**PROVIDED DATA**
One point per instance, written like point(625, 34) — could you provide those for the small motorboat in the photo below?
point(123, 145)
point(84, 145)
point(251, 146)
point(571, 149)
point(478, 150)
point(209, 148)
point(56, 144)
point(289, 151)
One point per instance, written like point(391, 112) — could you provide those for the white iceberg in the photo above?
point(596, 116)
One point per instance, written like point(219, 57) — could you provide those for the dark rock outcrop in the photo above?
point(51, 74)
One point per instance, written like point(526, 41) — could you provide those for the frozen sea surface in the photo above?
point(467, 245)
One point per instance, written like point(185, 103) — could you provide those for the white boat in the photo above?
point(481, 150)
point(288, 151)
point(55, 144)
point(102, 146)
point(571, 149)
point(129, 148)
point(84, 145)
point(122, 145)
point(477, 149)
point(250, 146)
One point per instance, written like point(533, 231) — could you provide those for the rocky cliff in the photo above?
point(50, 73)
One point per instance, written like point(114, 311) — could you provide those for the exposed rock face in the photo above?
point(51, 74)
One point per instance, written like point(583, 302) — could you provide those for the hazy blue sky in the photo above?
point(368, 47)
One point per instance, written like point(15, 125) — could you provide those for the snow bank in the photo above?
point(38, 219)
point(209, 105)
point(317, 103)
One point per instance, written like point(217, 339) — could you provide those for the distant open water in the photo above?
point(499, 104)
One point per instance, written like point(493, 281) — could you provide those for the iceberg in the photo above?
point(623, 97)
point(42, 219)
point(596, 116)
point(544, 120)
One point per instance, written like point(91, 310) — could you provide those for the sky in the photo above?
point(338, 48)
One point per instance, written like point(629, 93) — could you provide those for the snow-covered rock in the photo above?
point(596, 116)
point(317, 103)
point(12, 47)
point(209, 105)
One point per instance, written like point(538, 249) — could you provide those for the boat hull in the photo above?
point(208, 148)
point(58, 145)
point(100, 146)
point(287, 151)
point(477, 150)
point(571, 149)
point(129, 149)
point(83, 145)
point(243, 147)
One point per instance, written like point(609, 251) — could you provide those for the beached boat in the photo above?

**EXERCISE GOAL**
Reproduce the records starting at the line containing "One point per instance, written like point(493, 281)" and ending after the line containing "point(544, 120)", renaming "iceberg" to "ice floe" and keeping everything else the same.

**FINAL RESULT**
One point per instance, written like point(493, 281) — could you provide those for the ice floe in the photo above?
point(623, 97)
point(42, 219)
point(596, 116)
point(544, 120)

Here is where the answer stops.